• **What is asked**: Shift the coordinates in the entries between the line containing "the shop awning" and the end of the entries, inclusive, by adding 53 to every number. Reproduce those lines in full with the updated coordinates.

• **Pointing records**:

>>

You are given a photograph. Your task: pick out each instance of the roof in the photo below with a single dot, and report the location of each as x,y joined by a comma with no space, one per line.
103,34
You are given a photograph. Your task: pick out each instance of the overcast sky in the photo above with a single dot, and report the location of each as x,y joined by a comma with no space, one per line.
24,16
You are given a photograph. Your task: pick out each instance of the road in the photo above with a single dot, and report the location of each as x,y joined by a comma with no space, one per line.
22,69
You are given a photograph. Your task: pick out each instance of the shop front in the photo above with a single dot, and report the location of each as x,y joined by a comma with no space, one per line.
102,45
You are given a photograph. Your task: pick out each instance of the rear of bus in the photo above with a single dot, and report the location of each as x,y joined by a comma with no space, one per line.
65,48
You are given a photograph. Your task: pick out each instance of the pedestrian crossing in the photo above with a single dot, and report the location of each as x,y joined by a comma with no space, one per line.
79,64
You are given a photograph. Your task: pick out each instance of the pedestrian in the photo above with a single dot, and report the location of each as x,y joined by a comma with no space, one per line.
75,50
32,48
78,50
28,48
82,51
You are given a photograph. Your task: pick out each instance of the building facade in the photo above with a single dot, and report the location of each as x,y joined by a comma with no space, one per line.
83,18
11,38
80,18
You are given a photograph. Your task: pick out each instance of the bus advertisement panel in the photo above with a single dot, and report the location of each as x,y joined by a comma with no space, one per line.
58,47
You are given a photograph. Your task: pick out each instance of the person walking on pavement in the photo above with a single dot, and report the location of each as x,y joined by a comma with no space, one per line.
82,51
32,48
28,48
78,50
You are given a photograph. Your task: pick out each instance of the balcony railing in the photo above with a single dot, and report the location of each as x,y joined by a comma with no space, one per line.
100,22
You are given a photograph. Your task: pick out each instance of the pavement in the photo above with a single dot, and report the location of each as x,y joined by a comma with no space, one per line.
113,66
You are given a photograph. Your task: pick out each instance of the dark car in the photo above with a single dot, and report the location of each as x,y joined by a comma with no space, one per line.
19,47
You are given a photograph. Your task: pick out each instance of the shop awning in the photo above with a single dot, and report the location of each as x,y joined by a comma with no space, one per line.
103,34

<<

• **Final result**:
You are given a photograph. Your task: pick out each instance of the shop awning in the photo above with a single dot, and report the location of each as x,y joined by a comma with no space, one per line.
156,87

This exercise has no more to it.